Pick out and copy every line in the rows below that contains the string "person". The match must be case-sensitive.
'''
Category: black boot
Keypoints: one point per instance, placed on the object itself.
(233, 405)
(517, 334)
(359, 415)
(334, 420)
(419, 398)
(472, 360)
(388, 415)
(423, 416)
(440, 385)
'''
'''
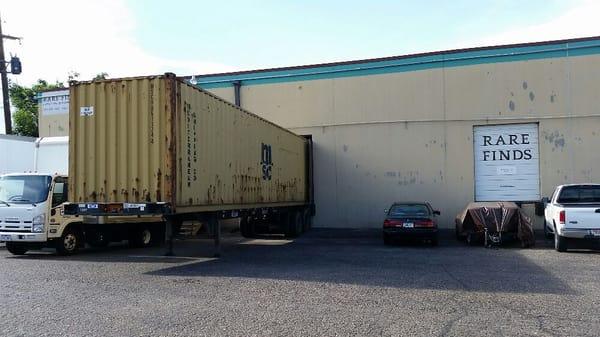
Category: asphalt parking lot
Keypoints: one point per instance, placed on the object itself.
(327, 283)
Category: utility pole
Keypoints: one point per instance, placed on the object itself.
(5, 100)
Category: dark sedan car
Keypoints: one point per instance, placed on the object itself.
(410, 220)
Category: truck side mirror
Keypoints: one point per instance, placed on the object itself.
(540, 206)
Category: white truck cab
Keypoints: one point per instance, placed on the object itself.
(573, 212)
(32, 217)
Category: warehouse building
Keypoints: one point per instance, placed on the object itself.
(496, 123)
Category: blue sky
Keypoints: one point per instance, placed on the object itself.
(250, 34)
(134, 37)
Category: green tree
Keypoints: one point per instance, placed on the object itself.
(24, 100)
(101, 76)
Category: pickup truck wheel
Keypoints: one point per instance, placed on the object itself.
'''
'''
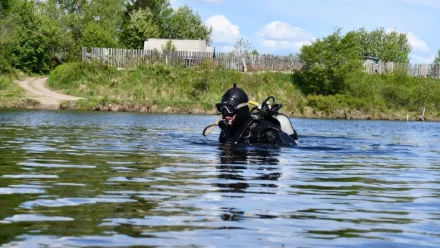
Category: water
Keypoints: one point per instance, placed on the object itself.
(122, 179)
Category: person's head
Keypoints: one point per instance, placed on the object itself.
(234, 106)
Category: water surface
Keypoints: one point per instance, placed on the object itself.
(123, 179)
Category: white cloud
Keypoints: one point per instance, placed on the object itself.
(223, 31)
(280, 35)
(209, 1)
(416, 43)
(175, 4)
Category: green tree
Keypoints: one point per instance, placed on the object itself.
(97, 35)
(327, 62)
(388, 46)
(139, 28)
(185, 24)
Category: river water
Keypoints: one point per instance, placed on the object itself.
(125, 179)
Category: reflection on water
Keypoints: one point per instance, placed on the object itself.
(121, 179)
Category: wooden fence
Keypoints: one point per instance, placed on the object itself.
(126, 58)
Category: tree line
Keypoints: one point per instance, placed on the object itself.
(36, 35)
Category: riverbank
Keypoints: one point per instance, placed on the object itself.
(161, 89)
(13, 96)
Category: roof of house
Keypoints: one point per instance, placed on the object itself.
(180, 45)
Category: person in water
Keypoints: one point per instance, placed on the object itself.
'''
» Response below
Category: person's head
Category: person in water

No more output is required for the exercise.